Records of labeled boxes
:::

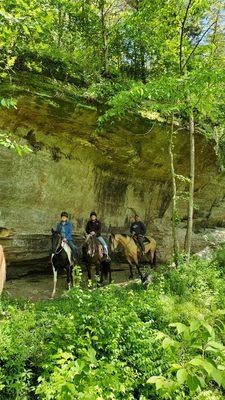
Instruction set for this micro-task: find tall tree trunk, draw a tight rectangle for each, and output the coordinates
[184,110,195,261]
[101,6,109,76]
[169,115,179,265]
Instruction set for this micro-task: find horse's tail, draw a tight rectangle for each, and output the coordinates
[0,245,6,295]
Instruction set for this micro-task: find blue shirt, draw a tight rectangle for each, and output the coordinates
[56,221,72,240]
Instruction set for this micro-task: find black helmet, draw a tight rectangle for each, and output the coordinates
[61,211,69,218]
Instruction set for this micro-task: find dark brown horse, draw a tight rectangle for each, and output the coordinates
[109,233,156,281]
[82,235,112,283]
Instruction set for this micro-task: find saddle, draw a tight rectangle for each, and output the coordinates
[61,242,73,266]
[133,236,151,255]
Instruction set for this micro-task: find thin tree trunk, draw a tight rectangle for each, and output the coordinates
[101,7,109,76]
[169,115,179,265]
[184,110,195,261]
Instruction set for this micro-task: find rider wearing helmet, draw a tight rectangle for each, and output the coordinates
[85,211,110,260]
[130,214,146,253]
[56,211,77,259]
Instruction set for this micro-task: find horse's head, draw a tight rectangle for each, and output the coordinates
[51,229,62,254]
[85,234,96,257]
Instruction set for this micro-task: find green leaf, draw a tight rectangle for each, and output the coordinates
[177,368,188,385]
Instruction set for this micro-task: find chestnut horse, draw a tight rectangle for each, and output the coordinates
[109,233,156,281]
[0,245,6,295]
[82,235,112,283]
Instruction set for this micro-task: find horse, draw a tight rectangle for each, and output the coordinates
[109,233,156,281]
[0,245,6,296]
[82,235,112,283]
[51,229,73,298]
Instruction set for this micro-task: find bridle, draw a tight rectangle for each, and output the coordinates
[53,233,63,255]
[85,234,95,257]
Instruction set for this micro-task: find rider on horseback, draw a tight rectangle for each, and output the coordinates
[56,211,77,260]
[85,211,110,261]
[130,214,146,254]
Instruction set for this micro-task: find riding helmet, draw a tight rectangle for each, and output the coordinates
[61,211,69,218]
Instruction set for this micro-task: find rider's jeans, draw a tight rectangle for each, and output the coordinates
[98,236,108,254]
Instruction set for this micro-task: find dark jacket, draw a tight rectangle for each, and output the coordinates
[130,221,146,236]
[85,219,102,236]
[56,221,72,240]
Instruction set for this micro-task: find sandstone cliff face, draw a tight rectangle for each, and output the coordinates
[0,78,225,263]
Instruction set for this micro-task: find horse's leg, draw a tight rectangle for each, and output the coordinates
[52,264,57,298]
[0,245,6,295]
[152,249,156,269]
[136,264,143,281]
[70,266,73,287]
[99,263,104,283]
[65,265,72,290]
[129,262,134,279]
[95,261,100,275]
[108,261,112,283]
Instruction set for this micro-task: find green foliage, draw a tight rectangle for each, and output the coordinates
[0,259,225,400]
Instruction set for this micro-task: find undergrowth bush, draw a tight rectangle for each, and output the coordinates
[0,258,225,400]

:::

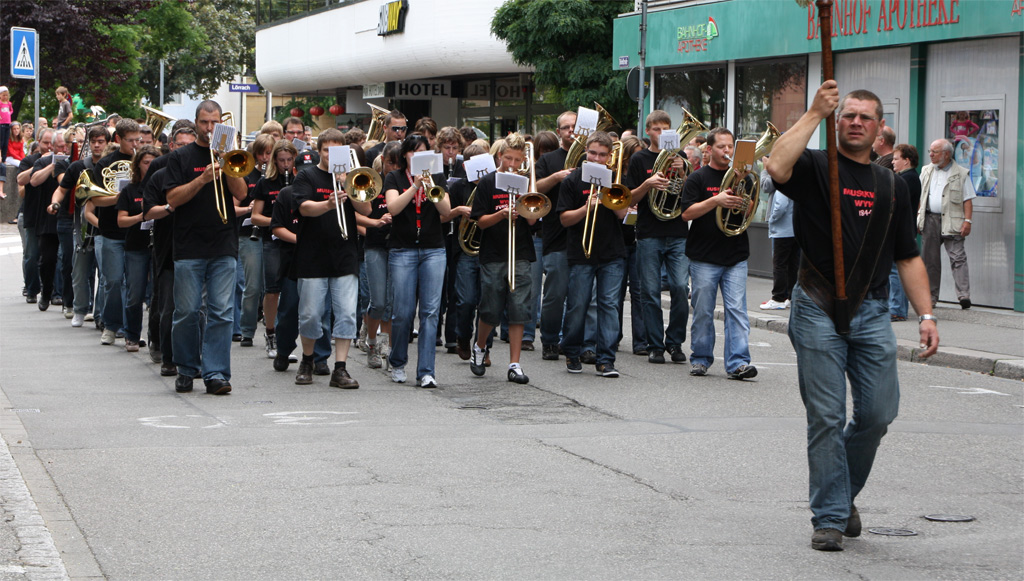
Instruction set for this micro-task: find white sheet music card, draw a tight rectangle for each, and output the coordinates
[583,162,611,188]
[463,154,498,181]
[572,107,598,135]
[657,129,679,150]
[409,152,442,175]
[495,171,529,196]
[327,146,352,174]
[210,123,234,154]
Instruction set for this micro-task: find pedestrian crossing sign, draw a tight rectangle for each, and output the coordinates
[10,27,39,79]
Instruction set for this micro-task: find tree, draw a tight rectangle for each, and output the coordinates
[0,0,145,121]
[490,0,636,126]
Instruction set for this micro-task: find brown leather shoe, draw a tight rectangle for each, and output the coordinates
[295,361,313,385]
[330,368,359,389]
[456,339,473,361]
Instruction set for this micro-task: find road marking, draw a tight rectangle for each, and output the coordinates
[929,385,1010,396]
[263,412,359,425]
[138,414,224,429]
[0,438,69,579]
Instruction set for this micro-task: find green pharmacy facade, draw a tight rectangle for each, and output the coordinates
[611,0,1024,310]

:::

DIRECTION = Reproduce the data from the line with "Instruction set for this micro-task: find riding" up to and including the line with "[0,259,225,400]", switching "sandstone cliff face" to "limestone cliff face" and leaving everything else unchanged.

THE OUTPUT =
Instruction set for this micro-task: find riding helmet, draw a tight rectangle for each, and output the coordinates
[61,211,69,218]
Instruction set for this micro-task: find rider's jeans, draw a tight rectangle for each, and output the coordinates
[98,236,108,254]
Instruction set for this micro-task: find dark jacket, draw a tight rectangle for each, and output the coordinates
[130,221,146,236]
[85,219,102,236]
[56,221,72,240]
Instruction set for this micro-task: find limestone cliff face, draw a tight rectangle for each, and output the coordinates
[0,78,225,263]
Instruction set for this micro-task: find horse's leg, draw a tight rectangle for each, and output the coordinates
[52,264,57,298]
[0,245,6,295]
[152,249,156,269]
[136,264,143,281]
[70,266,73,287]
[99,263,104,283]
[65,265,72,290]
[129,262,134,279]
[95,261,100,275]
[108,261,112,283]
Instruction set for this micro-task: find green foliage, draw a tight rectangle for each, and output the coordinates
[0,259,225,400]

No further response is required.